Reproduce the whole listing below word for word, omitting the pictures.

Records for the exercise:

"""

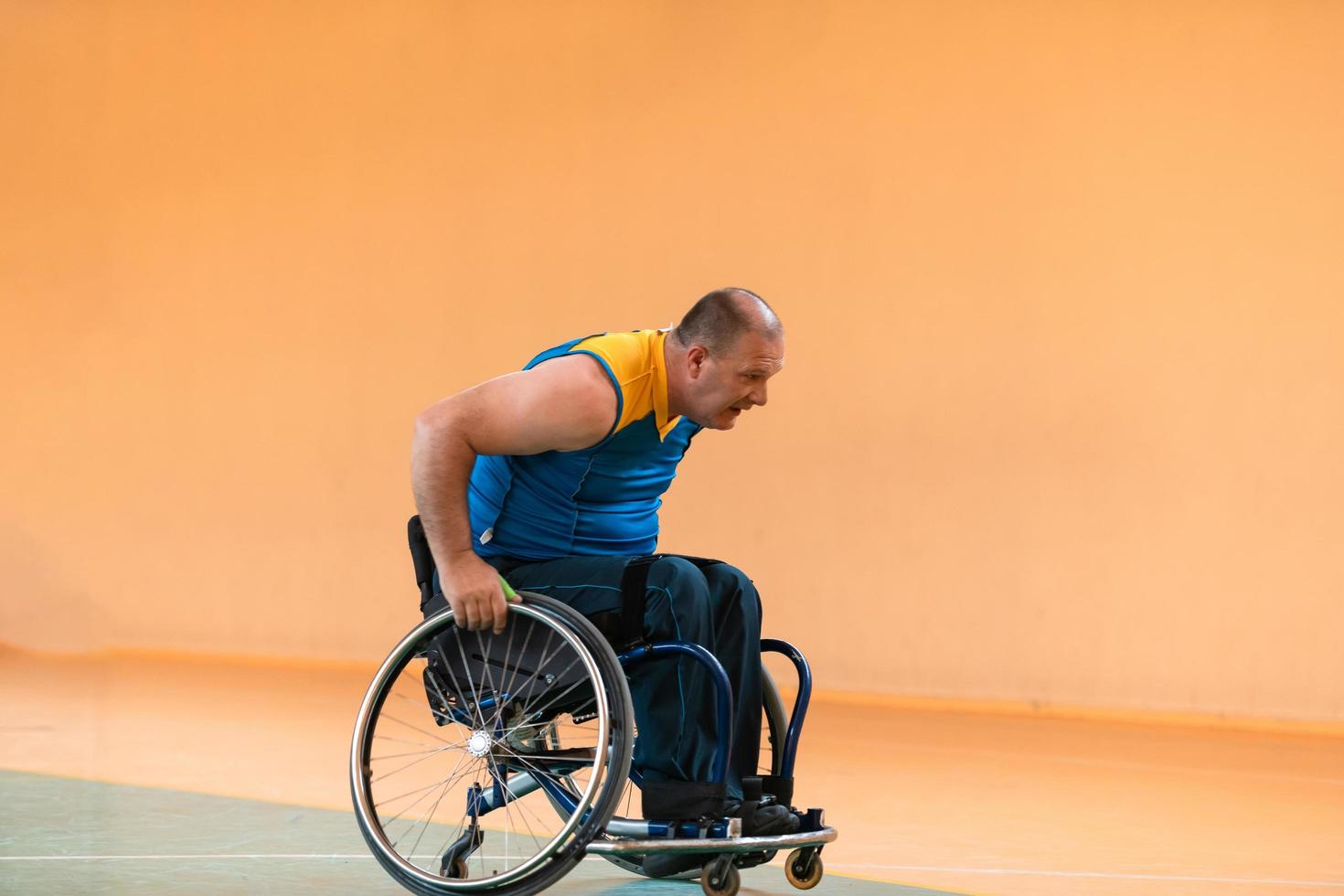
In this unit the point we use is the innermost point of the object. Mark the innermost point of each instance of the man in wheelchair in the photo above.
(552, 477)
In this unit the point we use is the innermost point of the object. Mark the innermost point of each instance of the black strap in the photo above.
(635, 589)
(422, 558)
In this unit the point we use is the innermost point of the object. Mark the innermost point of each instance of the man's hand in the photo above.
(475, 592)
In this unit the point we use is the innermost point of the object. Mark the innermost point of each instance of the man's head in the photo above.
(720, 357)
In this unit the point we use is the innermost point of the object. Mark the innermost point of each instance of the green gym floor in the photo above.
(70, 836)
(230, 776)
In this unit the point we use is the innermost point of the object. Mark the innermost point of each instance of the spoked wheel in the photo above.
(774, 724)
(466, 743)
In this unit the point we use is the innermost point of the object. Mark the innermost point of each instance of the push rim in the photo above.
(483, 749)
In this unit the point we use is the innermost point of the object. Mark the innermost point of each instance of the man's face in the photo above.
(725, 386)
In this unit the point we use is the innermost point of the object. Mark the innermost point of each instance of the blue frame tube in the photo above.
(800, 703)
(722, 692)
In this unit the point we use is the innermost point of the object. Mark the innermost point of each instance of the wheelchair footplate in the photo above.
(725, 849)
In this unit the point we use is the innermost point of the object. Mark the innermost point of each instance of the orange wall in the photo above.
(1062, 418)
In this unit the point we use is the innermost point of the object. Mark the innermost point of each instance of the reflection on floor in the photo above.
(974, 804)
(68, 836)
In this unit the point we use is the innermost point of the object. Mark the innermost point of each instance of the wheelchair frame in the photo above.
(625, 840)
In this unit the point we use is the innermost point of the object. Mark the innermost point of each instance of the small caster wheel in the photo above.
(803, 868)
(720, 878)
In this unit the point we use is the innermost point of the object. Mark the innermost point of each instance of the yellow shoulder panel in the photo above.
(629, 357)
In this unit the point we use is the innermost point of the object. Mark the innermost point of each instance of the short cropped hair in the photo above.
(720, 317)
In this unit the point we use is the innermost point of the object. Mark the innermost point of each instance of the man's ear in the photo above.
(695, 360)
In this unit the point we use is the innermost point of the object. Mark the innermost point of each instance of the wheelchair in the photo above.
(486, 763)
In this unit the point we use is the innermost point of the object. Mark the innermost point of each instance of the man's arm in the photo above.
(563, 404)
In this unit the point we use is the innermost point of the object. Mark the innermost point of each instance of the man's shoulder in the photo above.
(626, 352)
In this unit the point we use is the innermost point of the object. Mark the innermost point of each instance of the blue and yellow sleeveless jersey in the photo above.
(601, 500)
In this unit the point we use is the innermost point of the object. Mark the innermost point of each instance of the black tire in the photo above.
(606, 778)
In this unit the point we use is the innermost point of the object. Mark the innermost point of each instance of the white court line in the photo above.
(1027, 872)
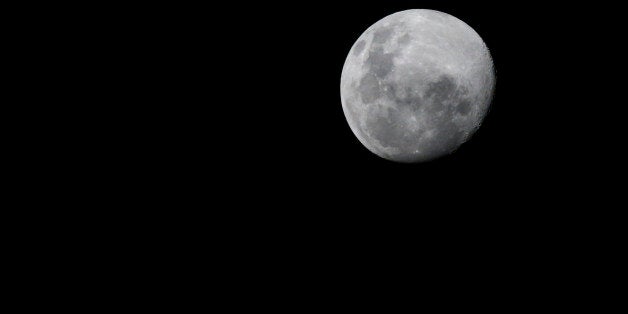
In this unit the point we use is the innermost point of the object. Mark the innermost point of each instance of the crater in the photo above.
(382, 34)
(442, 89)
(369, 88)
(464, 107)
(379, 62)
(359, 46)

"""

Answer to this exercise:
In this unit the point we use is the innermost point of the object. Mark the innermost point of each instance of the man in wheelchair in the photo above.
(552, 477)
In this unit the point we use is the innermost point of the object. Mark the innermost point of each instance of the black strap in the photo above.
(635, 589)
(422, 558)
In this unit the point we use is the innermost point of the object. Mark the innermost point of each instance of the man's hand in the photo above.
(475, 592)
In this unit the point we use is the innermost point of the object. Mark the innermost point of each instance of the man's head in the photo above.
(720, 357)
In this unit the point we use is the innermost point of the object. Mark the innermost point of each instance of the green gym floor in the photo above.
(70, 836)
(230, 776)
In this unit the point we use is the innermost point of the object. Mark the innermost point of each instance of the spoked wheel in the photo above.
(774, 724)
(466, 743)
In this unit the point we use is the innermost point of the object. Mark the innermost point of each instance of the push rim in the photo above.
(483, 749)
In this unit the point we use is the innermost point of the object. Mark the innermost point of each instance of the man's face in the photo above.
(725, 386)
In this unit the point we use is the innermost point of the object. Mark the innermost point of each instance of the blue frame tube in the photo above.
(800, 703)
(722, 692)
In this unit the point we use is the innermost point of the object. Mark the innermost point of each instance of the wheelchair footplate in the photo above.
(725, 849)
In this unit the point we use is the innermost point of the object. Mark the innermost point of each instance of the orange wall in the photo above.
(1062, 418)
In this unit the point we use is the innermost point of the object. Mark the innermost point of each instance of the reflection on floor in the photo above.
(974, 804)
(68, 836)
In this unit the point we use is the innermost point of the object. Mark the innermost point of each instance of the wheelchair frame in the photo above.
(625, 840)
In this unit the point we use is the innermost point of the object. Mark the innermost point of each instance of the small caster wheel in the photo above.
(803, 868)
(720, 878)
In this unit the point we use is the innermost point of the object. Mark the innermost point of each instance of the yellow shoulder panel in the photo above.
(629, 357)
In this unit the point we use is the innermost point of the object. Mark the innermost point of each instance of the short cropped hair in the photo above.
(720, 317)
In this unit the point we use is the innermost point of the object. Mark the innermost point of each instance of the man's ear in the photo above.
(695, 360)
In this unit the point we use is the innermost point of the object. Mark the innermost point of each instance of the wheelchair in the photo above.
(486, 763)
In this unit the point we use is the innermost point of the object. Mark the innermost point of each instance of the man's arm in the photo above.
(563, 404)
In this unit the point we use is the innermost point of the object. Mark the innermost point of each instance of the man's shoulder in the photo above.
(626, 352)
In this unit the point we use is the innermost point of the object. Mark the innermost point of each instance of the blue and yellow sleeveless jersey in the photo above.
(601, 500)
In this unit the point we use is the innermost point of the object. Mark the innermost point of each instance of the black tire in the photo above.
(606, 778)
In this unit the point we use is the innermost point of the object. Mark the innermost point of each instance of the white court line in the photo above.
(1027, 872)
In this unit the point we use is the innermost point of the object. Mark the innermost point of each instance of the crater in the photo above.
(382, 34)
(442, 89)
(369, 88)
(464, 107)
(379, 62)
(359, 46)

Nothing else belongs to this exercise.